## Data
_____

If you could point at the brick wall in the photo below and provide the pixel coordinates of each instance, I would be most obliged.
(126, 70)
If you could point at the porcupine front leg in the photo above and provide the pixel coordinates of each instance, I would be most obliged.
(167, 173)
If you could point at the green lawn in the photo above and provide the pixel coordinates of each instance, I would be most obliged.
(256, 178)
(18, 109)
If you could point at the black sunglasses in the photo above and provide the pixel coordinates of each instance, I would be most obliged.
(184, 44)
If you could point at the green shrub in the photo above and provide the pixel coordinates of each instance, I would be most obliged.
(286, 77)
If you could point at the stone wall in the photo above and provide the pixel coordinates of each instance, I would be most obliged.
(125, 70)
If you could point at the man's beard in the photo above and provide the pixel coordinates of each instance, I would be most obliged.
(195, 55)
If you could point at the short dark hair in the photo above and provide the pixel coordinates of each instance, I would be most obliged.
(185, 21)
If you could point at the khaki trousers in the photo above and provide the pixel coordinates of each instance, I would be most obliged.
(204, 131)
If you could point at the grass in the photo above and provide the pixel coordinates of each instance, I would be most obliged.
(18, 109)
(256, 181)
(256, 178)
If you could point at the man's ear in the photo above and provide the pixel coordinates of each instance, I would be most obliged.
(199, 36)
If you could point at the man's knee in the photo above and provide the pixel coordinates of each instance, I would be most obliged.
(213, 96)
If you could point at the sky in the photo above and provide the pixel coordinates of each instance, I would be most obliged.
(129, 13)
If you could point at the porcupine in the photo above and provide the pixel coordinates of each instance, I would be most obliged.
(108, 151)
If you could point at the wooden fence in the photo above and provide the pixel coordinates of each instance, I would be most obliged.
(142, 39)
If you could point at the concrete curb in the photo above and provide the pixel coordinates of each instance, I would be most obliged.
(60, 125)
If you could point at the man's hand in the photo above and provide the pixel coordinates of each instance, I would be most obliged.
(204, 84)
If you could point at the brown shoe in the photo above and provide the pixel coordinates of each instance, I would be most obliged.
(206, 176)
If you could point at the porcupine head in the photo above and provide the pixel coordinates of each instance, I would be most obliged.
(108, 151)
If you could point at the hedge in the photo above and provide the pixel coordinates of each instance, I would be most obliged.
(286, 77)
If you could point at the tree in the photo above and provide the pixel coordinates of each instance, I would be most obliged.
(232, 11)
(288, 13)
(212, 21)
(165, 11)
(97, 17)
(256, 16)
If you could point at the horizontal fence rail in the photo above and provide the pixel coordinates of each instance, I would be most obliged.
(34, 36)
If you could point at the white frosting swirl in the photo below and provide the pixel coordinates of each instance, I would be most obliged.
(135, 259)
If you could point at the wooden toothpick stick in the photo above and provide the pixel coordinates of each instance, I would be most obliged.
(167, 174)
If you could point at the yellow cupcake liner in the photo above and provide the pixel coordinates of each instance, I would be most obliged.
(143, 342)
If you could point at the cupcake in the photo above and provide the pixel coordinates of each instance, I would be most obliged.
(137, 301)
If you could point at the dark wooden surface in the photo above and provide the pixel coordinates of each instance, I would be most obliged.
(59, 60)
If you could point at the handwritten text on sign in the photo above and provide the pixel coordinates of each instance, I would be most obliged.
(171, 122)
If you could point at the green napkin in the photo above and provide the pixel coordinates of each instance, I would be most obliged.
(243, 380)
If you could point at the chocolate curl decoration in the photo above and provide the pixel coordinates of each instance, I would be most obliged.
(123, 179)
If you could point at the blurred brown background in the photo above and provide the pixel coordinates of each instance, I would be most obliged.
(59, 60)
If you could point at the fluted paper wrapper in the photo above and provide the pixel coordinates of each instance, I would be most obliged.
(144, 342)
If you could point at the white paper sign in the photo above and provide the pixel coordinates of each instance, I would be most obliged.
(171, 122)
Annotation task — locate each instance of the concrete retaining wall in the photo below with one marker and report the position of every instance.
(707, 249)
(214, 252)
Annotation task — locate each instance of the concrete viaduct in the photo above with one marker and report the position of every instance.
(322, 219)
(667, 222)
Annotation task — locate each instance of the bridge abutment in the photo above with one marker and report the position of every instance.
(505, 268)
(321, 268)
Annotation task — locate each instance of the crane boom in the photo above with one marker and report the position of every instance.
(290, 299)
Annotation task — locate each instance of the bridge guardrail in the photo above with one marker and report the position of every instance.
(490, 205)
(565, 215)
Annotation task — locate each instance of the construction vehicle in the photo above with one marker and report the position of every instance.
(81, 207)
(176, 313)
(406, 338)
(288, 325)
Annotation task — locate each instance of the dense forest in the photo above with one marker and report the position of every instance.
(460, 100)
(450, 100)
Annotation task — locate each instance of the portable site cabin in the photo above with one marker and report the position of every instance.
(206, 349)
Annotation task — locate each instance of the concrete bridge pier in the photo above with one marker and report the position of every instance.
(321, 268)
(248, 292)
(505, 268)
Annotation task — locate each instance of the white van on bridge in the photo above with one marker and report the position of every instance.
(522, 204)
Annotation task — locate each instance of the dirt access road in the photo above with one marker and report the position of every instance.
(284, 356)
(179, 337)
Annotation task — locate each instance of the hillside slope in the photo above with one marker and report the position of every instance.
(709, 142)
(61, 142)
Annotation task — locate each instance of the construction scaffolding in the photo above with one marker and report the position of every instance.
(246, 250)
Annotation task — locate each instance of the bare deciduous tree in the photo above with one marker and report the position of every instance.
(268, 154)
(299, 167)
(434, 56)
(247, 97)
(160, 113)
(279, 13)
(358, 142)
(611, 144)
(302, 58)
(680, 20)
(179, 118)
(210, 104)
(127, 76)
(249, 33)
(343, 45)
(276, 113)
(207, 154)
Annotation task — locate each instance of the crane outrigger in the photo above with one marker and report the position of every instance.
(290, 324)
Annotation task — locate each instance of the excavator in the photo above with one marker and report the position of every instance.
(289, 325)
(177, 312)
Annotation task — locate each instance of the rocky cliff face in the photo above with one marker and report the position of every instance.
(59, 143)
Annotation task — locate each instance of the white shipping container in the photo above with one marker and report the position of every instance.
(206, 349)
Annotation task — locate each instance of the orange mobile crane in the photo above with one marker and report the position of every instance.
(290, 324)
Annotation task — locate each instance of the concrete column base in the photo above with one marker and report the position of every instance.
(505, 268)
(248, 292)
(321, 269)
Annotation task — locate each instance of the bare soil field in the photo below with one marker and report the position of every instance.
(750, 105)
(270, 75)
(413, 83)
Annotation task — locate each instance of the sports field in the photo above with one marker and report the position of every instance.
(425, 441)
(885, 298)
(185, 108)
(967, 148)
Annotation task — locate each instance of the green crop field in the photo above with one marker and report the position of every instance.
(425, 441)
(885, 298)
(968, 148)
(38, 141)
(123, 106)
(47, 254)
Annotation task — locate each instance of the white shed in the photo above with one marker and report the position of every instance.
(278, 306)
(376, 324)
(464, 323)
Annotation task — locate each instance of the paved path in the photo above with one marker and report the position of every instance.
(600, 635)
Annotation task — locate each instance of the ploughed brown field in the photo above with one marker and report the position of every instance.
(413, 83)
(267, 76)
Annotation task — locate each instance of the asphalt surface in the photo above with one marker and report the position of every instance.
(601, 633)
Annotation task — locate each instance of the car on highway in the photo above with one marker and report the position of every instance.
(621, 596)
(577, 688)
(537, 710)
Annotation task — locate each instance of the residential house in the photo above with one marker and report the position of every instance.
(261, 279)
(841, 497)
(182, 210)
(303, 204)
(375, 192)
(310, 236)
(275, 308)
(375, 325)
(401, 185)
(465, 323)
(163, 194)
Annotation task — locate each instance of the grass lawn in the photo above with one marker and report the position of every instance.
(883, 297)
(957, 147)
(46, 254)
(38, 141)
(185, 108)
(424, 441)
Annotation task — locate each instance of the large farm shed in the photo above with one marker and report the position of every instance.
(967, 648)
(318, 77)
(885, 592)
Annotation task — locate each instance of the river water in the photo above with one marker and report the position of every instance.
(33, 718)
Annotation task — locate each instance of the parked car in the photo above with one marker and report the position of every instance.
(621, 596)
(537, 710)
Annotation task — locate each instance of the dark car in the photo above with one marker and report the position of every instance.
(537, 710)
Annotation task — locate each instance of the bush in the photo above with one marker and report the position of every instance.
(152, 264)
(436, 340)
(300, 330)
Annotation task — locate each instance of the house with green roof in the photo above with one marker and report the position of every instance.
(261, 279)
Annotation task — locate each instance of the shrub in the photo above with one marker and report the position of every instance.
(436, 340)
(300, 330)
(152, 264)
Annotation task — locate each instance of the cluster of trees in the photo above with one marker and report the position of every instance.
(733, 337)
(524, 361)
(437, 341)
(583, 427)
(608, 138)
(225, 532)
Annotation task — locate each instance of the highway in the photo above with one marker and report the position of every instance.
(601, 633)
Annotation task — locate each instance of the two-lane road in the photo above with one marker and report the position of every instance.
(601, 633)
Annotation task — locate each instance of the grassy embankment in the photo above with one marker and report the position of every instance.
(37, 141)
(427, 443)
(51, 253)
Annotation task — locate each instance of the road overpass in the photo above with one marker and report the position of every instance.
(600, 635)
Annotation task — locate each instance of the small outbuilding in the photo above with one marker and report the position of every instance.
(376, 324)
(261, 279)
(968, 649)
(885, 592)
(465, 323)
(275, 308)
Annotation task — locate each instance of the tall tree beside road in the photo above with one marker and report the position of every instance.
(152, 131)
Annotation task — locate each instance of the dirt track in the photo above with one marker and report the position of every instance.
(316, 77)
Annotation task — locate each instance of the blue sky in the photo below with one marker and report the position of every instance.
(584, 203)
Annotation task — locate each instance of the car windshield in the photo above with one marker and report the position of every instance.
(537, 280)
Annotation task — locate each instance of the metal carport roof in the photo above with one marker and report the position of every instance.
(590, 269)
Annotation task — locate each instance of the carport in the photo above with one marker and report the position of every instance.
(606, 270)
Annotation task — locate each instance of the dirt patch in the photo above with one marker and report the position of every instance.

_____

## The task
Repeat exactly the lines from the line containing "Annotation task — locate each instance of the metal" through the end of the listing above; both boundary lines are part of the output.

## Output below
Annotation task — locate each instance of the metal carport roof in the photo above with one marker and report the position of every instance.
(590, 269)
Annotation task — locate each instance of the carport in the photo above with one marker and report the position of every instance.
(606, 270)
Annotation task — locate each instance of the dirt patch in the photo above with one marker and report the position of every instance.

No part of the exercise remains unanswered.